◆ **Brano fornito**
Proteste lavoratori nel Sulcis: diocesi Ales-Terralba, “a repentaglio la tenuta sociale di un territorio che già attraversa lunghi decenni di crisi”

“Ancora una volta il nostro territorio si trova interessato da un grande disagio nel mondo del lavoro. Da più parti diversi segnali sembrerebbero paventare la drastica diminuzione o addirittura la chiusura della linea di trasformazione dei metalli nella sede della Portovesme srl a San Gavino Monreale, la nostra ‘Fonderia’. Ancora una volta oltre 150 famiglie (1.300 buste paga, considerando anche lo stabilimento di Portoscuso, tra dipendenti e indotto) temono di vedere andare in fumo lo stipendio mensile, il lavoro di una vita, la stabilità economica e sociale”. Comincia con queste parole il comunicato diffuso dalla Chiesa di Ales-Terralba, con l’Ufficio per la Pastorale sociale e del lavoro e la Caritas diocesani.
“Non è messo a repentaglio soltanto il lavoro dei singoli, ma la tenuta sociale di un territorio che già attraversa lunghi decenni di crisi e che rischia di aggravare ulteriormente la situazione, giacché ormai da decenni è venuto a mancare tutto il grande comparto industriale legato al mondo delle miniere e all’industria pesante”. Il vescovo Roberto Carboni, a nome di tutta la Chiesa diocesana, esprime solidarietà ai lavoratori e alle lavoratrici della Sede di San Gavino, e tiene alta l’attenzione e la partecipazione sugli sviluppi di questi giorni, che certamente non fanno presagire nulla di buono.

◆ **Record estratti**
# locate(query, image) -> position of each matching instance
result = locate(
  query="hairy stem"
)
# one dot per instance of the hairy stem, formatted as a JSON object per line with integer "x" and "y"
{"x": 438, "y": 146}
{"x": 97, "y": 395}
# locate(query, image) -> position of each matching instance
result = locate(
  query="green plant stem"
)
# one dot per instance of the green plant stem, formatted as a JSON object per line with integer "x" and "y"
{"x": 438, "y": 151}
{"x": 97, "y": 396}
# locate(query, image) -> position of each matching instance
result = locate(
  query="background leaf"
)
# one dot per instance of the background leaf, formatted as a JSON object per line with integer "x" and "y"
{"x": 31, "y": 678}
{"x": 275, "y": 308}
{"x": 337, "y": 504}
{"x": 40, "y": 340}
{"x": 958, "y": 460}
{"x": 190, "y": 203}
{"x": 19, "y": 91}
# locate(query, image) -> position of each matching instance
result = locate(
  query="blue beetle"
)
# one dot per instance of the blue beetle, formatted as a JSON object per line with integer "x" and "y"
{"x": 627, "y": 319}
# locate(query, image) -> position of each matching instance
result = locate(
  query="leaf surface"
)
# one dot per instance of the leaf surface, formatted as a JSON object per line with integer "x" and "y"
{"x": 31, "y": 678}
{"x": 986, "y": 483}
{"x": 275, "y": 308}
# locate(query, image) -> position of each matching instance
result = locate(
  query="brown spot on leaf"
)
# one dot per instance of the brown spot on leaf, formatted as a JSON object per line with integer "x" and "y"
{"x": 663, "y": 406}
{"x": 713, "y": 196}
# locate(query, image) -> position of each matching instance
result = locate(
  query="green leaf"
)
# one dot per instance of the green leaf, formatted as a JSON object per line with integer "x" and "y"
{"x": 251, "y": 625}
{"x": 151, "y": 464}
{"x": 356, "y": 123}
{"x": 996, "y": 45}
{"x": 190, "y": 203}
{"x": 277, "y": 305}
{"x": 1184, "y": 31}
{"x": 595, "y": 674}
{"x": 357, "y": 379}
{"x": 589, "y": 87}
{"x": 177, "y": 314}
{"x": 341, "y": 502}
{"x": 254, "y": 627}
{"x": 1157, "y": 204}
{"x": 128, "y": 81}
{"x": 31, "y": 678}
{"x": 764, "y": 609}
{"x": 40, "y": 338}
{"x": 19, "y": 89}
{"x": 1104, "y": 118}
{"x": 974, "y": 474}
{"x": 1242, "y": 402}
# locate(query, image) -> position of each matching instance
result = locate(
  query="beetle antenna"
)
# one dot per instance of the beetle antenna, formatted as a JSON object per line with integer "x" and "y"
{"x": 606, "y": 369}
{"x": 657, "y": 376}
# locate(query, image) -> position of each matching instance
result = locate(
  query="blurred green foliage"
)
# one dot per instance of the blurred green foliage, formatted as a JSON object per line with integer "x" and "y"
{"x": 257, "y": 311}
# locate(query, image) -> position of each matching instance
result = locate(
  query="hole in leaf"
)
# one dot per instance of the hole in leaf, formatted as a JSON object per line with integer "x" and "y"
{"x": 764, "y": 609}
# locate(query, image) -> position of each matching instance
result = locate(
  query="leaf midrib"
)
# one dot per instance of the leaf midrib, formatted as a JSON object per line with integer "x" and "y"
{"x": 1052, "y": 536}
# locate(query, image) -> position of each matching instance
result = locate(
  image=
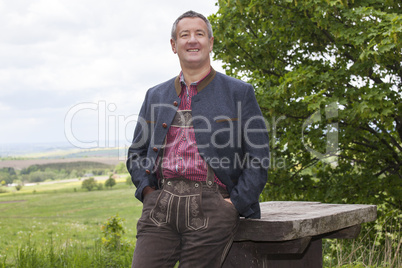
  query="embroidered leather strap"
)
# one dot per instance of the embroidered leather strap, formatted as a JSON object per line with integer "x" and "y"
{"x": 183, "y": 119}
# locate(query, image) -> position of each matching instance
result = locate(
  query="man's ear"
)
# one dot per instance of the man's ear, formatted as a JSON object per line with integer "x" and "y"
{"x": 173, "y": 44}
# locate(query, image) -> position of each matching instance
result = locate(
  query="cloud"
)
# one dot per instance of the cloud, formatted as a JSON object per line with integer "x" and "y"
{"x": 56, "y": 54}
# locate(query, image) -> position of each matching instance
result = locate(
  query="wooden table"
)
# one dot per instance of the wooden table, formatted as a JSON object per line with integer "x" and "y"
{"x": 289, "y": 234}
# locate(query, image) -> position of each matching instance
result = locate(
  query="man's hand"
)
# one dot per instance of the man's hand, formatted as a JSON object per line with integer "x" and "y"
{"x": 147, "y": 190}
{"x": 228, "y": 200}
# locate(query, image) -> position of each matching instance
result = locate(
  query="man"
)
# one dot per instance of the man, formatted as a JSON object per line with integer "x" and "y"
{"x": 199, "y": 157}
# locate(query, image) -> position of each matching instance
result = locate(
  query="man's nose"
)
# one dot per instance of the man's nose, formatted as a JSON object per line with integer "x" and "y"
{"x": 193, "y": 39}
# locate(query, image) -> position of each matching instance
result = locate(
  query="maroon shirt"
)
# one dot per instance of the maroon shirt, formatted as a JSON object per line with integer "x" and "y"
{"x": 181, "y": 156}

◆ **Consegna 1**
Estrai dal brano sulla Fonderia di San Gavino tutto il testo compreso tra "Proteste lavoratori nel" e "la Caritas diocesani.", estremi inclusi.
◆ **Consegna 2**
Trova ogni riga dei record che contiene la stringa "maroon" e riportala senza modifiche.

◆ **Risposta finale 1**
Proteste lavoratori nel Sulcis: diocesi Ales-Terralba, “a repentaglio la tenuta sociale di un territorio che già attraversa lunghi decenni di crisi”

“Ancora una volta il nostro territorio si trova interessato da un grande disagio nel mondo del lavoro. Da più parti diversi segnali sembrerebbero paventare la drastica diminuzione o addirittura la chiusura della linea di trasformazione dei metalli nella sede della Portovesme srl a San Gavino Monreale, la nostra ‘Fonderia’. Ancora una volta oltre 150 famiglie (1.300 buste paga, considerando anche lo stabilimento di Portoscuso, tra dipendenti e indotto) temono di vedere andare in fumo lo stipendio mensile, il lavoro di una vita, la stabilità economica e sociale”. Comincia con queste parole il comunicato diffuso dalla Chiesa di Ales-Terralba, con l’Ufficio per la Pastorale sociale e del lavoro e la Caritas diocesani.

◆ **Risposta finale 2**
  query="maroon shirt"
# one dot per instance of the maroon shirt, formatted as a JSON object per line with integer "x" and "y"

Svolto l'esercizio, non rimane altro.